◆ WHAT YOU SHOULD DO: Copy out every line from the first one through the line containing "(522, 113), (547, 163)", inclusive, exactly as it appears. Leave the pictures out of your copy.

------------------------------

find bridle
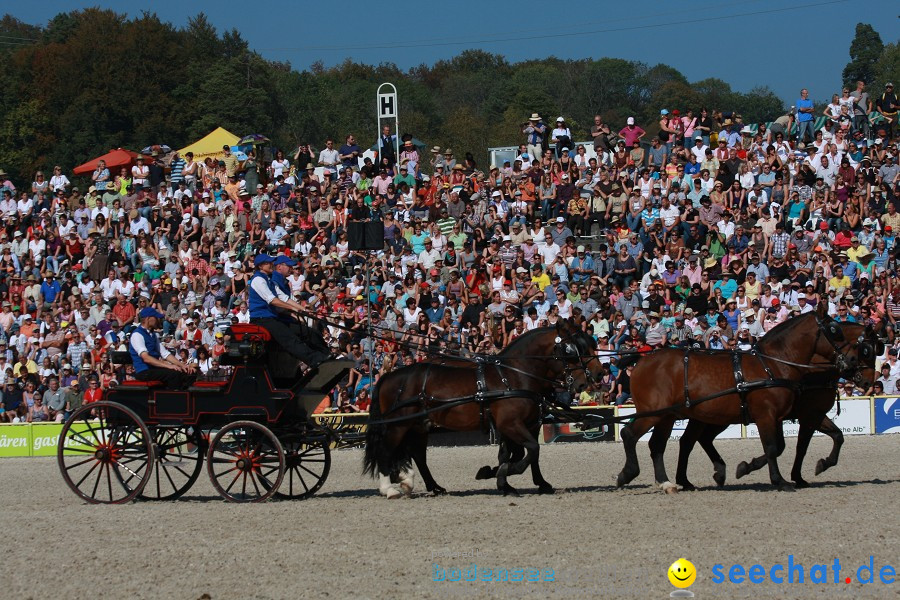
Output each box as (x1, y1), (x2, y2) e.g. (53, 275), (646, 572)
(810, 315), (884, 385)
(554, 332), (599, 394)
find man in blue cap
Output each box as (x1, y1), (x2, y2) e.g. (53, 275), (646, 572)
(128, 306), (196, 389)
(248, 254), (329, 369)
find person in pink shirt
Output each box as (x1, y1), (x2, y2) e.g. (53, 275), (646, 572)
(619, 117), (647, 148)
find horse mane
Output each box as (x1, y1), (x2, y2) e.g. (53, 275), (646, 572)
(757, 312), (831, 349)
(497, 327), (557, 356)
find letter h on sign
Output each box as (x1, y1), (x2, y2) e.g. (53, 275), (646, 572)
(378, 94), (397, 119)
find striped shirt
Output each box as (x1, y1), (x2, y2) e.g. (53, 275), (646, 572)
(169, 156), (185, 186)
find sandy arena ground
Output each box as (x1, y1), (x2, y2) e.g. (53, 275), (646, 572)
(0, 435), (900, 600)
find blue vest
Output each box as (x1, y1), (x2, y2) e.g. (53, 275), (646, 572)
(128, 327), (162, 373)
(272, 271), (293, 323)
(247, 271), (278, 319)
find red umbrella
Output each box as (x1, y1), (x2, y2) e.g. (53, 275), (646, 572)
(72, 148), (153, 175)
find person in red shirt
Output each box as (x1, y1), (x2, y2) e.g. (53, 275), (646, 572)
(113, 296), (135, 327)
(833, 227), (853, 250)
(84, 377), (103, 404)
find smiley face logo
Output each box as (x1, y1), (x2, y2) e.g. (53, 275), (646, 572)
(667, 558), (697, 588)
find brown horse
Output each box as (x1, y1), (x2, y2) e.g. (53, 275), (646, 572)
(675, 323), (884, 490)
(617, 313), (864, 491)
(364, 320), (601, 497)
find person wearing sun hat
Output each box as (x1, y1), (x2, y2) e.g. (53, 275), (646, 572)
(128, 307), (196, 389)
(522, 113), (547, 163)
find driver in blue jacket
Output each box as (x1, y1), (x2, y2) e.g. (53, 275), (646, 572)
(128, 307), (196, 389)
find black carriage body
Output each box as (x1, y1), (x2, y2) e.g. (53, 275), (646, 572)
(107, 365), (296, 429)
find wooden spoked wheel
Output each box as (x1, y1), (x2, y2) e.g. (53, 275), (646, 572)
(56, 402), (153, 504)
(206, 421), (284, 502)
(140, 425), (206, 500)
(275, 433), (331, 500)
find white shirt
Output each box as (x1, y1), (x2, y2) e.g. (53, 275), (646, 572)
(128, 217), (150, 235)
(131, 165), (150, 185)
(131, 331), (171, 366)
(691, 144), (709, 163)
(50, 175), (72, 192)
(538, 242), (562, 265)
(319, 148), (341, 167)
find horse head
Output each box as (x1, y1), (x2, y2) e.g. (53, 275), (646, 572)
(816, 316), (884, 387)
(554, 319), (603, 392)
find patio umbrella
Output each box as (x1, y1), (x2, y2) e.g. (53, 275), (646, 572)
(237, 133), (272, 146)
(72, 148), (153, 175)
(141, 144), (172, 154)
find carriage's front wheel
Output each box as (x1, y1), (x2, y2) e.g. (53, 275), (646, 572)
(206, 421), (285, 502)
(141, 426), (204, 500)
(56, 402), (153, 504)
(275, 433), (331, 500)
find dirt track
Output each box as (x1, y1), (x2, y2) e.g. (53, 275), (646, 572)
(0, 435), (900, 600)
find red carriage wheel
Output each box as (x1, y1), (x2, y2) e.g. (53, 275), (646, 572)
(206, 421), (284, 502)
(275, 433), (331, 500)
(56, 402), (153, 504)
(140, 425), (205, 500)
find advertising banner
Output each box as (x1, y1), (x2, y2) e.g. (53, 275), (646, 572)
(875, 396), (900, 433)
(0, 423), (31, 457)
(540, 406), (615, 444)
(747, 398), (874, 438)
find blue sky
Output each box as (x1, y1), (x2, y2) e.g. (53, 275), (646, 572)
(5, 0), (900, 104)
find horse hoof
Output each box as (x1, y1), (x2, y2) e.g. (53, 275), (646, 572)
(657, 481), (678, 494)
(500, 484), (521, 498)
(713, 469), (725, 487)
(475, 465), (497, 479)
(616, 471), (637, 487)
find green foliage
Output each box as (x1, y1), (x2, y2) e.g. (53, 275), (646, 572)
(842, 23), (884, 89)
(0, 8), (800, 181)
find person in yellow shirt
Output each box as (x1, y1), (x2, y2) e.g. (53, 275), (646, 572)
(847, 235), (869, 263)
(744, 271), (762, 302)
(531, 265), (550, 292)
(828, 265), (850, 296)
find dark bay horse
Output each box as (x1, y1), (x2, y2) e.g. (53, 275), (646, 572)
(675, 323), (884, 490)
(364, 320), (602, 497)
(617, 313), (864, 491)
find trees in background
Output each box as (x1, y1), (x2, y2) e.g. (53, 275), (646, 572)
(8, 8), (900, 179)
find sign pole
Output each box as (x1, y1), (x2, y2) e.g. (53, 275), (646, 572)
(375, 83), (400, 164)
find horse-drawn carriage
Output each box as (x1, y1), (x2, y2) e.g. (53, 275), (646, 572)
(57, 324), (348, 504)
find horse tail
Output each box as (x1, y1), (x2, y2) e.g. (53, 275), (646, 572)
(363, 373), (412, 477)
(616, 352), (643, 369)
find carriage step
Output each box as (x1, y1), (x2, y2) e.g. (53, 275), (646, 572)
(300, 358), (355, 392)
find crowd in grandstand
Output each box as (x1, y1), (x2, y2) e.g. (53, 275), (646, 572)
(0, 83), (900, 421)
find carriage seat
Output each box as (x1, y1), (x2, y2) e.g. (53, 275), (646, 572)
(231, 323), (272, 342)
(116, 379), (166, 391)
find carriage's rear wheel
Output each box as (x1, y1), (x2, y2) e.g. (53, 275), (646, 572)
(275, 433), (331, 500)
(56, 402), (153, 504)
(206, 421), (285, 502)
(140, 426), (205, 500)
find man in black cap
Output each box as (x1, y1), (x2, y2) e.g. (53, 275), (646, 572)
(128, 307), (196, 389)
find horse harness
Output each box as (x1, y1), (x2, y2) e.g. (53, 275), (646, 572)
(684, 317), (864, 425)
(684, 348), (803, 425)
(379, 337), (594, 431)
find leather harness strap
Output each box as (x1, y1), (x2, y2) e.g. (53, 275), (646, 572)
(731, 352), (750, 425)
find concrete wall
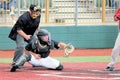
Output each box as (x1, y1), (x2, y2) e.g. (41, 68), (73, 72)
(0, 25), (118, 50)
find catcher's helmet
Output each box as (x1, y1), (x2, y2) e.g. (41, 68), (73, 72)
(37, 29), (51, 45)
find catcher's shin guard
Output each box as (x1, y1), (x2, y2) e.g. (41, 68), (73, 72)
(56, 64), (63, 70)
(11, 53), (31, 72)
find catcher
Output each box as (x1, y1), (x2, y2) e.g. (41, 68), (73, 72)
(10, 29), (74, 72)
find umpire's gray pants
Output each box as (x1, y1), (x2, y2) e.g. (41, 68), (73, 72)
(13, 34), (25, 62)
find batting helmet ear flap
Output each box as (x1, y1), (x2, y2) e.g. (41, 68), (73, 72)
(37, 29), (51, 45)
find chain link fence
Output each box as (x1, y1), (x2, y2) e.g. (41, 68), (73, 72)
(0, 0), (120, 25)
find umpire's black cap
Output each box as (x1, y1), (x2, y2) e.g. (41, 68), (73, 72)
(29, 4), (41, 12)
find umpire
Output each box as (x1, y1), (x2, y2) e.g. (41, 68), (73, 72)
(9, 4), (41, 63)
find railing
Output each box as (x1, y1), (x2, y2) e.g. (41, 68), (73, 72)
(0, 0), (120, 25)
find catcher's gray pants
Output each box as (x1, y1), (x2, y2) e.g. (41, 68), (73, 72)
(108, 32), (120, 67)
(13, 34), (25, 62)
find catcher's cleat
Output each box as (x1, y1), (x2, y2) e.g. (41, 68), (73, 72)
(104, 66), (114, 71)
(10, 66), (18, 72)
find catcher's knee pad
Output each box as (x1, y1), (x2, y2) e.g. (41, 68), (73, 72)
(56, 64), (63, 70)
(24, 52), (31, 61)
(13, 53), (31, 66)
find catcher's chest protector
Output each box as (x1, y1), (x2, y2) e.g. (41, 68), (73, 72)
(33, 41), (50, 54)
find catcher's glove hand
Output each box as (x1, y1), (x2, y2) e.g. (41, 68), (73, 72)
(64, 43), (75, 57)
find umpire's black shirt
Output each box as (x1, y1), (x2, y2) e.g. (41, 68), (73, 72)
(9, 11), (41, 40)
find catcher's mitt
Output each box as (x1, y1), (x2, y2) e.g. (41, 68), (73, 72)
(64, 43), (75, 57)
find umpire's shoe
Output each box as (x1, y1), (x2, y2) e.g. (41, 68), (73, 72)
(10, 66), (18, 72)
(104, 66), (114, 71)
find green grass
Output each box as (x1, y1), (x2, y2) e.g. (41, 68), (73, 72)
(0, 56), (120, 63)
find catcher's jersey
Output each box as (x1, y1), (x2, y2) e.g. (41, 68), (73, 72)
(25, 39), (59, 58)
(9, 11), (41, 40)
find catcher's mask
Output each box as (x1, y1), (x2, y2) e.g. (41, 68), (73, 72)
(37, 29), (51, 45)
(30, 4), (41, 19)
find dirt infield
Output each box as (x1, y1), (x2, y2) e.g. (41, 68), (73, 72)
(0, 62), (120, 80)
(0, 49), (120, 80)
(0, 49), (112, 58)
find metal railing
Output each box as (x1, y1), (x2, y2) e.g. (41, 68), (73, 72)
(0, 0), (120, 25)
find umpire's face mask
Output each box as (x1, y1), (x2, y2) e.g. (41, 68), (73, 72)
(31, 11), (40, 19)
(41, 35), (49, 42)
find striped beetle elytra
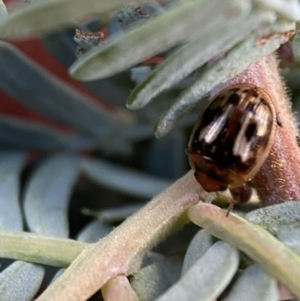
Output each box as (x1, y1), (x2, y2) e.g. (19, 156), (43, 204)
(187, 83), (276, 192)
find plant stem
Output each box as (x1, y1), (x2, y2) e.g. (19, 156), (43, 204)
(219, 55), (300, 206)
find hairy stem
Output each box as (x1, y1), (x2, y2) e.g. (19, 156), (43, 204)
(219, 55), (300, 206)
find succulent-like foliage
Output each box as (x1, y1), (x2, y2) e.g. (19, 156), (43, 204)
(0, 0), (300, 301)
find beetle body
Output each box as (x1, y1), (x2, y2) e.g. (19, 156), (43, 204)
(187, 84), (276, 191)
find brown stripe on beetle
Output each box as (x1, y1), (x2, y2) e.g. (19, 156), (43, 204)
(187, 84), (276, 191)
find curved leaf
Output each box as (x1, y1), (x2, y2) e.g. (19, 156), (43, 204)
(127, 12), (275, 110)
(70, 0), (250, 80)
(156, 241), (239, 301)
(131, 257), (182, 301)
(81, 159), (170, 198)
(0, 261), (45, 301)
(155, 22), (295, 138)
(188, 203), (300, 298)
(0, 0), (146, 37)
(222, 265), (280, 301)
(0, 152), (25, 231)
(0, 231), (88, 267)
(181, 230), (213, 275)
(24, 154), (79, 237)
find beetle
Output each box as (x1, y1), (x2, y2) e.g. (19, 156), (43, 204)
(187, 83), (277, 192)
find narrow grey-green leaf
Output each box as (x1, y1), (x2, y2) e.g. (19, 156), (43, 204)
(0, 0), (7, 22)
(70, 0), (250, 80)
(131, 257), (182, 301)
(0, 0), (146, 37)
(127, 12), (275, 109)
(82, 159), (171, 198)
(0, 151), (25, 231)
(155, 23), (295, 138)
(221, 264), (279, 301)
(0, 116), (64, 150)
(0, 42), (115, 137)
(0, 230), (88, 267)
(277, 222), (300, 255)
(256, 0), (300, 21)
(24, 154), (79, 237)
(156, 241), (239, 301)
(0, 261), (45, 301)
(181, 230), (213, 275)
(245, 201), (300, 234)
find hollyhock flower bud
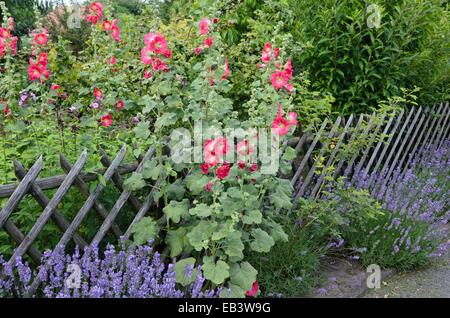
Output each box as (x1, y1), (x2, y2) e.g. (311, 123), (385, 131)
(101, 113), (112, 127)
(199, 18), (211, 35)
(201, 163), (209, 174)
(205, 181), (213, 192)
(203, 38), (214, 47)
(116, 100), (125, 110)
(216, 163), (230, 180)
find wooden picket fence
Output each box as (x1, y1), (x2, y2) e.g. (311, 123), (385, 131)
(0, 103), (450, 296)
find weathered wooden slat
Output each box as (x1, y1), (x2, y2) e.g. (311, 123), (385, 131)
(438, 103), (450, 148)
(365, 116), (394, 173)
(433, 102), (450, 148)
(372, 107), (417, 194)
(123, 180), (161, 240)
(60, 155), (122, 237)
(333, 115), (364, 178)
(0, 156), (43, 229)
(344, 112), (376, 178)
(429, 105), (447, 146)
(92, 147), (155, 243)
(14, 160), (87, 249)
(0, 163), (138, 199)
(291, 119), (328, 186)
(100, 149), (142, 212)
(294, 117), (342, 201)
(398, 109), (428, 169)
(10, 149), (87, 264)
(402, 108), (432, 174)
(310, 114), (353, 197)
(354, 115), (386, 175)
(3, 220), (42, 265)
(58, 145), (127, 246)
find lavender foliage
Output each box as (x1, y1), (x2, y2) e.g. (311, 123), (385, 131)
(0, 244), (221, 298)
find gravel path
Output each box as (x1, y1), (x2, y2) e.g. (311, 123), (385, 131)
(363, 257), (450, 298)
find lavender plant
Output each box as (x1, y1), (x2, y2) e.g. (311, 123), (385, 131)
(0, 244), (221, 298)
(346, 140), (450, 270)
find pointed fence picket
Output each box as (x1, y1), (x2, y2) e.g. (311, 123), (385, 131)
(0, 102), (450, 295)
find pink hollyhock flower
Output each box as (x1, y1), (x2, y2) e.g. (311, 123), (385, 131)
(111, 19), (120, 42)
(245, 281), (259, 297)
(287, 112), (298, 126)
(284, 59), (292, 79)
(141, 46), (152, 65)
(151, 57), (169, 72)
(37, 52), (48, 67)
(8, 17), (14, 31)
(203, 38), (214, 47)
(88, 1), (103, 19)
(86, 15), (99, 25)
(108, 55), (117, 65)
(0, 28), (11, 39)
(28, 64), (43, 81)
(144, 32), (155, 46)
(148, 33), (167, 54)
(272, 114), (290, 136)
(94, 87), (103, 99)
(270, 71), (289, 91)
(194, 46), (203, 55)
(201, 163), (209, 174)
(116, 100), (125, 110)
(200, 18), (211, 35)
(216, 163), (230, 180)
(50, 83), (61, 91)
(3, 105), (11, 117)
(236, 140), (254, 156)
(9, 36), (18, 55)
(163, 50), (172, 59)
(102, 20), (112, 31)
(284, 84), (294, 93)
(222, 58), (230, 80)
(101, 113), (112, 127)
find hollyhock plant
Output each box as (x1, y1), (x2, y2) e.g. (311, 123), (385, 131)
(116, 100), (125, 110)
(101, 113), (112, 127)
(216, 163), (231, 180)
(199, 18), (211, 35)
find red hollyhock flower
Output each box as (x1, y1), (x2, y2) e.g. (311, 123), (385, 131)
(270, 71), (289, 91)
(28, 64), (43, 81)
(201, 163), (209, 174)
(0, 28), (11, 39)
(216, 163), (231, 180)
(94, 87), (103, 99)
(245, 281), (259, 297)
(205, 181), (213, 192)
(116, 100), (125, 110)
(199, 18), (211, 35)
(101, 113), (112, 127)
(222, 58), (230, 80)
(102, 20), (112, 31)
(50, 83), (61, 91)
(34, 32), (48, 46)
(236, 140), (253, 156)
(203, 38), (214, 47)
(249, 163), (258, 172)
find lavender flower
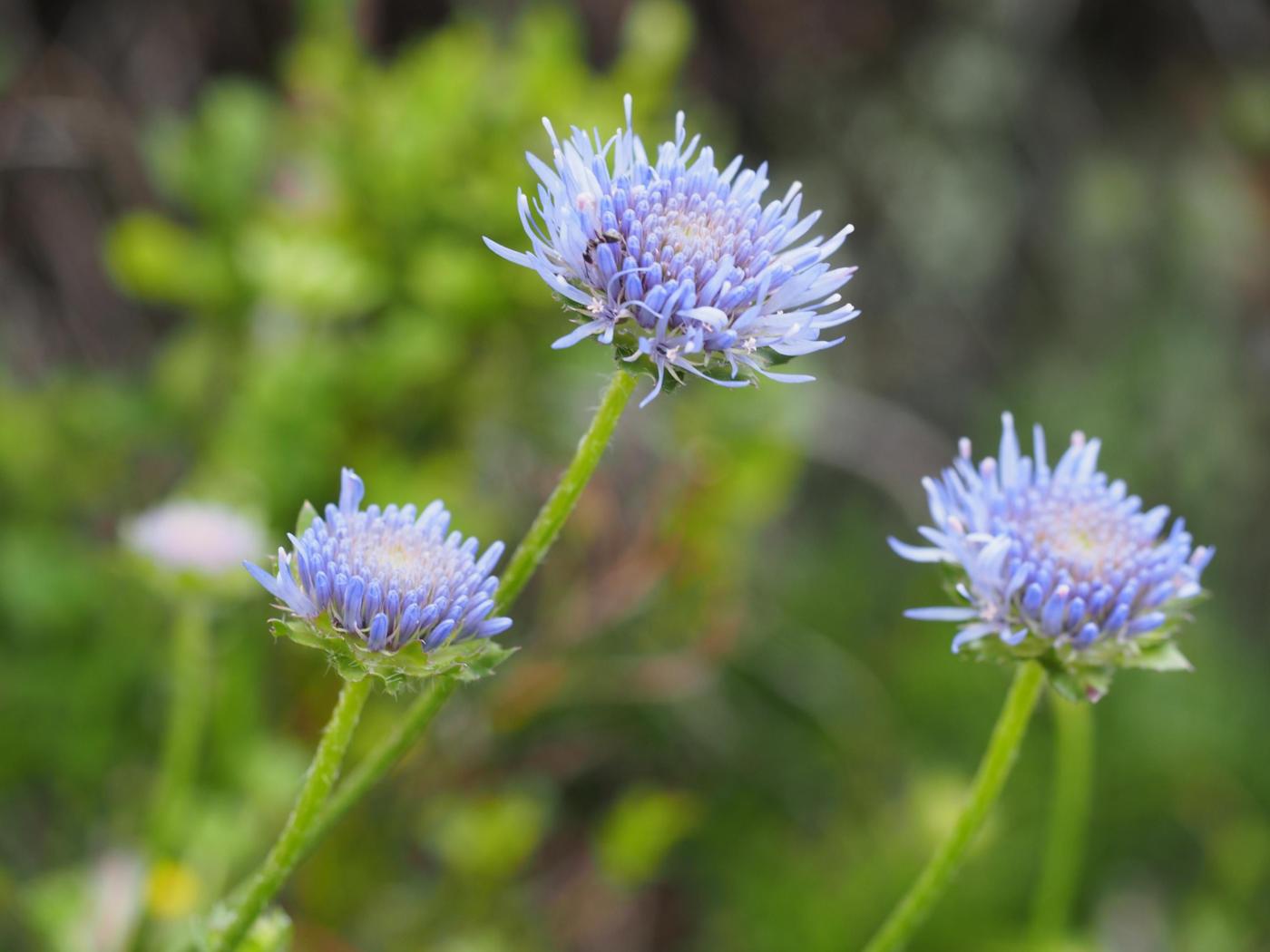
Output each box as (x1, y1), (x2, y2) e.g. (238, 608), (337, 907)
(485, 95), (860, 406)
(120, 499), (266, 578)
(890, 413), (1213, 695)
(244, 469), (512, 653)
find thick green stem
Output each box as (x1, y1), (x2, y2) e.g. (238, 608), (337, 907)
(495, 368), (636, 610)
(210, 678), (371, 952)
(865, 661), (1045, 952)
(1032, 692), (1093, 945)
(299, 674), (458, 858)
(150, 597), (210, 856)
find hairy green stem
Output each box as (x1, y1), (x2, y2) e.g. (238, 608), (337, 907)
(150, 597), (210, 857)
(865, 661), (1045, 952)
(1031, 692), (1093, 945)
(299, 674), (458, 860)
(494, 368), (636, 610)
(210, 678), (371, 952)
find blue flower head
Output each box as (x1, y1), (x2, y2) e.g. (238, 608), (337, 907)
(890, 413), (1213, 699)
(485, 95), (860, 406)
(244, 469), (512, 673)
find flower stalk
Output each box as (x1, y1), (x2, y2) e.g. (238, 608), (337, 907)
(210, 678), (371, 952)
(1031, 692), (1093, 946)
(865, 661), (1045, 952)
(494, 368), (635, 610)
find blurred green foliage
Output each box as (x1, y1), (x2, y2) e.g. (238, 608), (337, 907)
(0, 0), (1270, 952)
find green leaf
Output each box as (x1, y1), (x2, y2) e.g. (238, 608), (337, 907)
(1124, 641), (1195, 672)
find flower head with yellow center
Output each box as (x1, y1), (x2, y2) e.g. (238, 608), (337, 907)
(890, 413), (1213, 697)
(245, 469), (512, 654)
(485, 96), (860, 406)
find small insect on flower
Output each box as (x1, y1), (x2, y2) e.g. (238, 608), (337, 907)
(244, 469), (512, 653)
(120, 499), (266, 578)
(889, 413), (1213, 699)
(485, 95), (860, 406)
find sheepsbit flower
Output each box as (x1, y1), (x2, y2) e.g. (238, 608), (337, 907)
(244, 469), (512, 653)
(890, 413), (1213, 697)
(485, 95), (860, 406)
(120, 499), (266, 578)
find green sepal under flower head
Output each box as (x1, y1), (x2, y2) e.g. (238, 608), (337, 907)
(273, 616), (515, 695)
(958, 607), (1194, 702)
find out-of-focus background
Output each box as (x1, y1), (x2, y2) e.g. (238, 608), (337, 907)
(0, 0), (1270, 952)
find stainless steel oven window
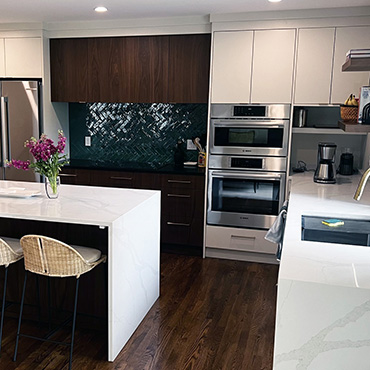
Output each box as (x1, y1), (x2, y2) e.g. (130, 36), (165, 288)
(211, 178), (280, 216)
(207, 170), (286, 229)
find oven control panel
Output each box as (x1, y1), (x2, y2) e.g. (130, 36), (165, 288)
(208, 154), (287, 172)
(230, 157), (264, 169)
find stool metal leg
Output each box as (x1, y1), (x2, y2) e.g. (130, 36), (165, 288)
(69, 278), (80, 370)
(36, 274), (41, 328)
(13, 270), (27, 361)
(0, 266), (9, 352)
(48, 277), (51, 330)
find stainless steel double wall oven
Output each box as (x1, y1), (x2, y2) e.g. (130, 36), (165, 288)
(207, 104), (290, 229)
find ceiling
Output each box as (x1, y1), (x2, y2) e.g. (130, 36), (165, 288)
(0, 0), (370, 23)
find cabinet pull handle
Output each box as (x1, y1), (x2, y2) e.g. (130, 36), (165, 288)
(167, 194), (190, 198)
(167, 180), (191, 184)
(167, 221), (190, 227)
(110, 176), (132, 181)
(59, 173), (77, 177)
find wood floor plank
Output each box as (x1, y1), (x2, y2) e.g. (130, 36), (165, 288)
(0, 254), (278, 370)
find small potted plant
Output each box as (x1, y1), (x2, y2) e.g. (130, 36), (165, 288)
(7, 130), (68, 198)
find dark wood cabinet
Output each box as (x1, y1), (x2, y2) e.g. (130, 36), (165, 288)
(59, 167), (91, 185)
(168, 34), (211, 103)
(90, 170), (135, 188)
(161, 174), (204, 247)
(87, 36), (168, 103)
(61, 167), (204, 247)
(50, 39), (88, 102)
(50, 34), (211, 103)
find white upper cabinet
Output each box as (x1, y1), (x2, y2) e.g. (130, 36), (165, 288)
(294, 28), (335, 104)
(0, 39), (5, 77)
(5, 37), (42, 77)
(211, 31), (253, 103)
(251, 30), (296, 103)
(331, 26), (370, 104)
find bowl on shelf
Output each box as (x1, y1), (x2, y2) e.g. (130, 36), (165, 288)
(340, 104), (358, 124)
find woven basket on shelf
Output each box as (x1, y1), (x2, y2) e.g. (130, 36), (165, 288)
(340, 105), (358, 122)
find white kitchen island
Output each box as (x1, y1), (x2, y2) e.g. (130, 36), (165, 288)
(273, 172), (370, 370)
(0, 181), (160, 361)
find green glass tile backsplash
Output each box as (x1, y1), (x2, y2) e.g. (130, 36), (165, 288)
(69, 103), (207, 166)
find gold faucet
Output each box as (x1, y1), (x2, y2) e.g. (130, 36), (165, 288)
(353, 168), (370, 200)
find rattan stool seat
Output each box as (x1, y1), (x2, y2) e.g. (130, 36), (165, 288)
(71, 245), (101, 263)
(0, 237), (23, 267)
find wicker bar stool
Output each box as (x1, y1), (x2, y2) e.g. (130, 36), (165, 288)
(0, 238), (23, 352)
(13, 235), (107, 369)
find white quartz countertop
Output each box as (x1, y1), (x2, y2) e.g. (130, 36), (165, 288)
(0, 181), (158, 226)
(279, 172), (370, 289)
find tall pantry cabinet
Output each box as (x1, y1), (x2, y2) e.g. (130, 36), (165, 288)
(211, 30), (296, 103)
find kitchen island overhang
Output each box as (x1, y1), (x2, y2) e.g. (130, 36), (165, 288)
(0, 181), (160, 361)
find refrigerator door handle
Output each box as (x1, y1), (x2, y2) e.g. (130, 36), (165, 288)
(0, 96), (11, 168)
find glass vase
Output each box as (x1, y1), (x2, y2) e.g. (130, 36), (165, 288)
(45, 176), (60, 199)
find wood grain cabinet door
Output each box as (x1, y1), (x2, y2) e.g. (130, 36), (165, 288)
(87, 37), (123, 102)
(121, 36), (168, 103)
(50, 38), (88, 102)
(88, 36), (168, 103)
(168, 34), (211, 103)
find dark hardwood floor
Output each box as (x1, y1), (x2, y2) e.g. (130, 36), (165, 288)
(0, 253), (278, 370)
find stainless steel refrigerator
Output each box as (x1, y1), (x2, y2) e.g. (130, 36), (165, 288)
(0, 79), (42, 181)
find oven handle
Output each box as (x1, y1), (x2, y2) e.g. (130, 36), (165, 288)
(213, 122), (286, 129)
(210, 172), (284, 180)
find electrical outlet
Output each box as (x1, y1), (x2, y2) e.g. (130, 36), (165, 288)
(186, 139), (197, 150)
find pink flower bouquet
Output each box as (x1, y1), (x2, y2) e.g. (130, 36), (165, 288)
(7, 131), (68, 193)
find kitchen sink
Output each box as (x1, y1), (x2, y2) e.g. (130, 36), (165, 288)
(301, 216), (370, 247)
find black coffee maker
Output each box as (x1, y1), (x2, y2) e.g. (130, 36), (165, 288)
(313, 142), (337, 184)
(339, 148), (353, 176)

------------------------------

◆ COMPLETE OUTPUT:
find bridle
Output each box as (x1, y1), (x2, y2) e.g. (53, 275), (646, 572)
(810, 315), (884, 385)
(554, 332), (599, 394)
find man in blue cap
Output each box as (x1, y1), (x2, y2) e.g. (53, 275), (646, 572)
(128, 306), (196, 389)
(248, 254), (329, 369)
find person in pink shirt
Output each box as (x1, y1), (x2, y2) e.g. (53, 275), (646, 572)
(619, 117), (647, 148)
find horse mane
Output each box as (x1, y1), (x2, y2) e.g. (53, 275), (646, 572)
(757, 312), (831, 349)
(497, 327), (557, 356)
find letter h on sign
Output each box as (x1, y1), (x2, y2) e.g. (53, 275), (646, 572)
(378, 94), (397, 119)
find striped shirt
Output each box as (x1, y1), (x2, y2) e.g. (53, 275), (646, 572)
(169, 156), (185, 186)
find sandy arena ground
Output each box as (x1, y1), (x2, y2) e.g. (53, 275), (646, 572)
(0, 435), (900, 600)
find blue vest
Output each box as (x1, y1), (x2, y2) e.g. (53, 275), (646, 572)
(128, 327), (162, 373)
(272, 271), (293, 323)
(247, 271), (278, 319)
find red umbrella
Output each box as (x1, y1), (x2, y2) e.g. (53, 275), (646, 572)
(72, 148), (153, 175)
find person in red shirt
Output each box as (x1, y1), (x2, y2) e.g. (53, 275), (646, 572)
(113, 296), (135, 327)
(833, 227), (853, 250)
(84, 377), (103, 404)
find smiley face logo
Output each box as (x1, y1), (x2, y2) e.g. (53, 275), (646, 572)
(667, 558), (697, 588)
find brown horse
Output each box as (x1, y1), (x2, y2) e.g. (53, 275), (646, 572)
(675, 323), (884, 490)
(617, 313), (864, 491)
(364, 320), (601, 497)
find person wearing sun hat
Output each box as (x1, y1), (x2, y2) e.g. (53, 275), (646, 572)
(128, 307), (196, 389)
(522, 113), (547, 163)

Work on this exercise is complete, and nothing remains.